▶ _The task_:
Summarize the article below on bribery and fraud in WA Health construction work in two sentences.

▶ _Provided text_:
CCC uncovers bribery, fraud on big health jobs over 10 years
Former senior WA Health bureaucrats face possible criminal charges after a major investigation uncovered one of the biggest corruption scandals in the State for decades.
The episode has prompted authorities to issue a broad appeal for public servants across government to come forward with information amid concerns contractors may be targeting other departments with corrupt practices.
The Corruption and Crime Commission dropped a bombshell report yesterday, alleging contractors lavished executives at the North Metropolitan Health Service with expensive meals, boozy lunches, overseas travel and even home renovations in return for scoring “tens of millions of dollars” worth of construction work.
Contractors won lucrative business on Sir Charles Gairdner Hospital, PathWest, Graylands Hospital, Midland and Joondalup health campuses, as well as work integrating Perth Children’s Hospital with the QEII site in Nedlands.

▶ _Data extract_:
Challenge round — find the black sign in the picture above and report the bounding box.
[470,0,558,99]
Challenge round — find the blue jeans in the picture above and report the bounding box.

▶ _Solution for this exercise_:
A Corruption and Crime Commission report alleges that contractors gave North Metropolitan Health Service executives expensive meals, boozy lunches, overseas travel and home renovations in return for tens of millions of dollars' worth of construction work, and former senior WA Health bureaucrats now face possible criminal charges. The work covered Sir Charles Gairdner Hospital, PathWest, Graylands Hospital, the Midland and Joondalup health campuses and the integration of Perth Children's Hospital with the QEII site, and authorities have asked public servants across government to come forward amid concerns that contractors may be targeting other departments.